Location identification entries:
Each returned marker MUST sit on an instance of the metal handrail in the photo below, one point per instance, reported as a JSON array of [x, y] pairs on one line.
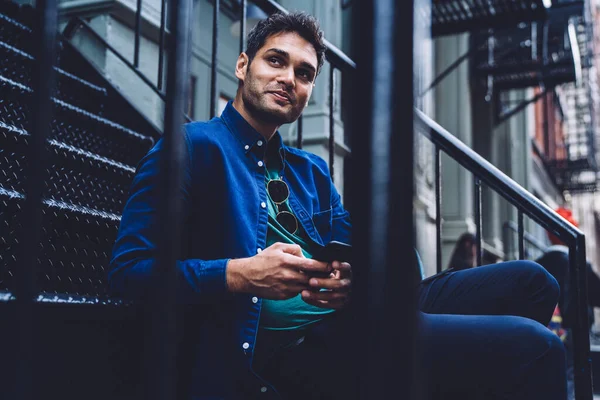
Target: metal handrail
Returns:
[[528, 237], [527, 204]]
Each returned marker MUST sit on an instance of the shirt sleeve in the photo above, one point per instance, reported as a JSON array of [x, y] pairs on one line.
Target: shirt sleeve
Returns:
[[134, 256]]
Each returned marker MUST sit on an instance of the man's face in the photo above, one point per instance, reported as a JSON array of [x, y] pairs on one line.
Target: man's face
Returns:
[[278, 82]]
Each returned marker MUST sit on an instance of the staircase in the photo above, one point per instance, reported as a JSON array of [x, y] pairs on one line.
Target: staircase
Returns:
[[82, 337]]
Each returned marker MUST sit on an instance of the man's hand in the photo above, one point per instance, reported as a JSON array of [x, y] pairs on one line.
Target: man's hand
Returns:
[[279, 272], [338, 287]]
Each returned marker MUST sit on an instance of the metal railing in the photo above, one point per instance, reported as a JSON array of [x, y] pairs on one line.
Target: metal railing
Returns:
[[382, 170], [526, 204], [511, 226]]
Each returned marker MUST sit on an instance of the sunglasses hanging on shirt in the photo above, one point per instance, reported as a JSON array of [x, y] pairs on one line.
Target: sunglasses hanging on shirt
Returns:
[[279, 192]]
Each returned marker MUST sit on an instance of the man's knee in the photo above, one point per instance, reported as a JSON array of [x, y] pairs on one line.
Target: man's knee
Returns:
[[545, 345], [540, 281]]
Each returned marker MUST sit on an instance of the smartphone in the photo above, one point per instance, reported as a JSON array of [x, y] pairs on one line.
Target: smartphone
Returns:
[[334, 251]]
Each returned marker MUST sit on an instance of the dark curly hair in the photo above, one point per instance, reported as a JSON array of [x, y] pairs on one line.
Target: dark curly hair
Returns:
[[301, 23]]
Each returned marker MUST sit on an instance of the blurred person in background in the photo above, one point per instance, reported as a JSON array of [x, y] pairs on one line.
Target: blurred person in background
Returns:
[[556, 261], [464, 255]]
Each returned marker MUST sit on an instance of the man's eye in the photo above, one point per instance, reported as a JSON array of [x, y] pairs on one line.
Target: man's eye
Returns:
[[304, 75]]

---

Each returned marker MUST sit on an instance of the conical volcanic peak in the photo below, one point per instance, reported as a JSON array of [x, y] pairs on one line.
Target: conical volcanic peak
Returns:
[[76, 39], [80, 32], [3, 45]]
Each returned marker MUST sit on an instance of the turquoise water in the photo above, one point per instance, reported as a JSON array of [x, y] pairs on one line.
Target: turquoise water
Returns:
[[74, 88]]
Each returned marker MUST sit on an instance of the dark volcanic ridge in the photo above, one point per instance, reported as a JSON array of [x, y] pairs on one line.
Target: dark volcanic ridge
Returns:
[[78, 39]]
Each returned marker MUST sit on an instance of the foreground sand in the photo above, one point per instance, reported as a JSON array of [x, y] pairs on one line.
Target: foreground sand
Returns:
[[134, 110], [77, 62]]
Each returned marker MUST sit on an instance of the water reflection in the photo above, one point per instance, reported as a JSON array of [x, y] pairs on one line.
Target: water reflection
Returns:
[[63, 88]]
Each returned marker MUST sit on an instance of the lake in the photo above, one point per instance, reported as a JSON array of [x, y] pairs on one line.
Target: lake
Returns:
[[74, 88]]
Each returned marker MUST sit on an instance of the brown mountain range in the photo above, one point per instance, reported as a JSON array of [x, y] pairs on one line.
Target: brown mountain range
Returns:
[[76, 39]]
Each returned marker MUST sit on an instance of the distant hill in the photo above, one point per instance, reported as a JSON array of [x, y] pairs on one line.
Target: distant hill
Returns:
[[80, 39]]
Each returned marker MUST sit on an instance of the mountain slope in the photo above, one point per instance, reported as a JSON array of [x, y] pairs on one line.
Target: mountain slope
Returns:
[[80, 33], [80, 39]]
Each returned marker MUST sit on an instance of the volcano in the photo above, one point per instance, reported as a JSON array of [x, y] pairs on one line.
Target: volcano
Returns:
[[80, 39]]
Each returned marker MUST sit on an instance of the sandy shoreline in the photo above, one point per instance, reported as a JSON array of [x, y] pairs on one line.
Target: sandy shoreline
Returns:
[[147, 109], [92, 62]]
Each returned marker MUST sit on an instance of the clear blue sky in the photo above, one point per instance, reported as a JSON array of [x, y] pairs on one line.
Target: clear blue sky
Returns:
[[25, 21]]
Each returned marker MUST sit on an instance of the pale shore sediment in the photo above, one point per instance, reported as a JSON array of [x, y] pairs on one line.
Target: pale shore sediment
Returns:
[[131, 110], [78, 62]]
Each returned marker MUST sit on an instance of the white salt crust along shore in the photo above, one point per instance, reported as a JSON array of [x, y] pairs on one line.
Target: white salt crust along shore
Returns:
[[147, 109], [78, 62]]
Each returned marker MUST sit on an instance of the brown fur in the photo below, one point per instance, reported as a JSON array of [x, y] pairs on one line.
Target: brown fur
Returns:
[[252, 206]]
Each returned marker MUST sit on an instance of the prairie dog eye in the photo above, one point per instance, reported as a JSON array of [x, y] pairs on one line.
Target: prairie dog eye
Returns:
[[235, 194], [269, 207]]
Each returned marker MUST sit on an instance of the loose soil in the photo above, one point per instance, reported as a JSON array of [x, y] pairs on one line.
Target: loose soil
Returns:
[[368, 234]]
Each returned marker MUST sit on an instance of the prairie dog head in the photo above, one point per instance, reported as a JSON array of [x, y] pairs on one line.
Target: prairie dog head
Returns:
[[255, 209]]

...

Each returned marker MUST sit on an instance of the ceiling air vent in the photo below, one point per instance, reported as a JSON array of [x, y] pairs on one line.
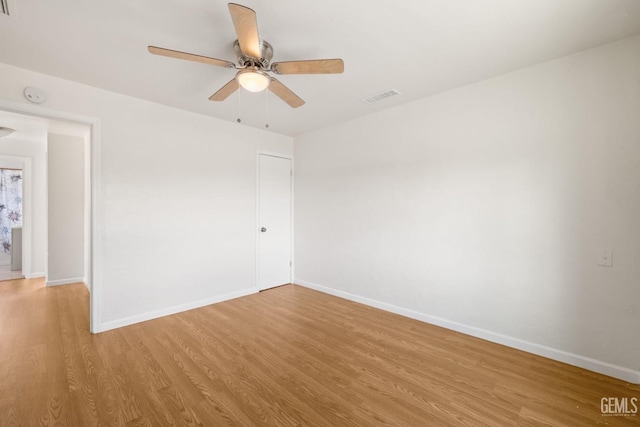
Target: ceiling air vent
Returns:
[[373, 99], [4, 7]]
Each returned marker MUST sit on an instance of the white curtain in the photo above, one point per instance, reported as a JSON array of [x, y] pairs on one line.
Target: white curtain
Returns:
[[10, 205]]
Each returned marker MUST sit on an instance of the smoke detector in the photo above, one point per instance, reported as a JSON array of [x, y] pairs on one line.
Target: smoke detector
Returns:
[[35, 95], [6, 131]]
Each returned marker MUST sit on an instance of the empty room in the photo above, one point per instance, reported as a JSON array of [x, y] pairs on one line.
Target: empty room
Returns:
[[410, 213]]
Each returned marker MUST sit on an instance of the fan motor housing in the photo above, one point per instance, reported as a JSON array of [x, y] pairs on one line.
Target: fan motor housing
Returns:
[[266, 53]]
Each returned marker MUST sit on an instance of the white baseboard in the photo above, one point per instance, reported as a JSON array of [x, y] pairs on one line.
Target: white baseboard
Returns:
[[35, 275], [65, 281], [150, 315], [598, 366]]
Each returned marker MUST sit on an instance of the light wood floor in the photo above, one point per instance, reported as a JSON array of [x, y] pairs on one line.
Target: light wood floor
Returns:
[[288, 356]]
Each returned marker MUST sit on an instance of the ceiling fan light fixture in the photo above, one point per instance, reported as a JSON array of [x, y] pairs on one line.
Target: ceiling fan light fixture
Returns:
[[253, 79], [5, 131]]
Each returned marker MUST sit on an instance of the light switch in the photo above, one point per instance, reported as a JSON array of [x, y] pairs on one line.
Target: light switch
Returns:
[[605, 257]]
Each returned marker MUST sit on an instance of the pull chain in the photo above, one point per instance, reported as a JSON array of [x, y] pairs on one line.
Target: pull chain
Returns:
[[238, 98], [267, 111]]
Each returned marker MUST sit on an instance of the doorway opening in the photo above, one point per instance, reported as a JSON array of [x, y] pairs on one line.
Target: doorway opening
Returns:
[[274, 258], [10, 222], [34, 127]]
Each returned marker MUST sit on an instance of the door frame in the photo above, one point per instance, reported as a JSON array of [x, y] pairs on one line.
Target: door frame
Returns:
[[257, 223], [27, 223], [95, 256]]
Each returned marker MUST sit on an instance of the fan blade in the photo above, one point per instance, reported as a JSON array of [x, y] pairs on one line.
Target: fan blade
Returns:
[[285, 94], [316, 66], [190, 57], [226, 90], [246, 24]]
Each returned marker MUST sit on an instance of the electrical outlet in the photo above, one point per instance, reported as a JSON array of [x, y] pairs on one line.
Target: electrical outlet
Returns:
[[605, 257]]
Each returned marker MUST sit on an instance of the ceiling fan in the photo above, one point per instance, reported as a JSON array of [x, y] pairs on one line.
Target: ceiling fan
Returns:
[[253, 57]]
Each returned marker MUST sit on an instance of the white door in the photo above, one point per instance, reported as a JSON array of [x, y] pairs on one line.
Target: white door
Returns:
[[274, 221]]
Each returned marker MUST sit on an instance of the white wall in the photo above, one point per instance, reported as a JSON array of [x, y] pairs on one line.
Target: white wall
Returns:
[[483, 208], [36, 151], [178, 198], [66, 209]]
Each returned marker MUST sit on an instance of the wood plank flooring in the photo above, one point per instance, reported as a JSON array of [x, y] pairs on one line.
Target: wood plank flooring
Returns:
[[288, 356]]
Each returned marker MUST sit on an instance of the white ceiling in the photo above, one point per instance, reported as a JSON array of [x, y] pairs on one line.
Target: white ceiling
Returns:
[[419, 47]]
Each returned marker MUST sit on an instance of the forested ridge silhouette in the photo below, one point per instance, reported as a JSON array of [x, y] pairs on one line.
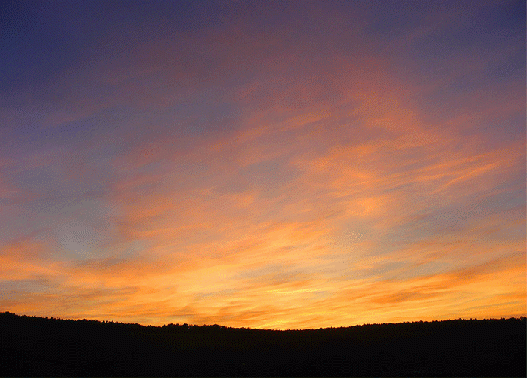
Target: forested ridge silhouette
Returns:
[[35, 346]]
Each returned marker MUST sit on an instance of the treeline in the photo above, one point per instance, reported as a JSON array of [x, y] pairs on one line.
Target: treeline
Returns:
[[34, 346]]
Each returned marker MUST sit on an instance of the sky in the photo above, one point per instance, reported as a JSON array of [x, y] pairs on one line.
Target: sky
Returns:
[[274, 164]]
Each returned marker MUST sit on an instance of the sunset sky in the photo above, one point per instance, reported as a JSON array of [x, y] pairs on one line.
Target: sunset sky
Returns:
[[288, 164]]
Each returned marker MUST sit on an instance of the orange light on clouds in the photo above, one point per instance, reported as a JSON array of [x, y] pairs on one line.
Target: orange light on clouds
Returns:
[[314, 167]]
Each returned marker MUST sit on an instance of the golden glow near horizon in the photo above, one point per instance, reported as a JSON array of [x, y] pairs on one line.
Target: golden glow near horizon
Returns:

TASK INSTRUCTIONS
Arrange the lines of the records from the one containing "the metal handrail" through the one containing "[[279, 192]]", both included, as a JSON list of strings with one string per line. Skip blank lines and leave the pictures out.

COMPLETED TASK
[
  "Each returned marker MUST sit on an instance of the metal handrail in the photo below, one point per instance, reported as a JSON array of [x, y] pairs on one line.",
  "Target: metal handrail",
  "Returns:",
  "[[528, 237], [527, 204]]",
  "Each returned marker MUST sit on an instance of the shirt sleeve in the photo above, one point per instance, reported as a JSON array of [x, y] pairs on one line.",
  "Target: shirt sleeve",
  "Returns:",
  "[[134, 256]]",
  "Each returned marker MUST sit on an instance of the man's face in the photo above, one point per instance, reported as a JSON array of [x, y] pairs on one line.",
  "Target: man's face",
  "Returns:",
  "[[278, 82]]",
  "Each returned marker MUST sit on an instance of the staircase in the photo above, one point per instance, reported as a JSON array of [x, y] pairs on one line.",
  "Target: staircase",
  "Returns:",
  "[[82, 337]]",
  "Each returned marker MUST sit on an instance of the man's hand in the photo above, one point per instance, reported as a JSON array of [x, y] pairs on one line.",
  "Target: man's hand",
  "Returns:",
  "[[279, 272], [338, 287]]",
  "Each returned marker MUST sit on an instance of the metal railing in the photo above, one point per instance, reported as a JSON array of [x, y] pairs on one line.",
  "Target: metal railing",
  "Returns:",
  "[[382, 170], [526, 204], [511, 226]]",
  "Each returned marker MUST sit on an instance of the sunglasses hanging on shirt in the photo above, one point per instance, reported as a JSON array of [x, y] pairs on one line.",
  "Target: sunglasses hanging on shirt",
  "Returns:",
  "[[279, 192]]"
]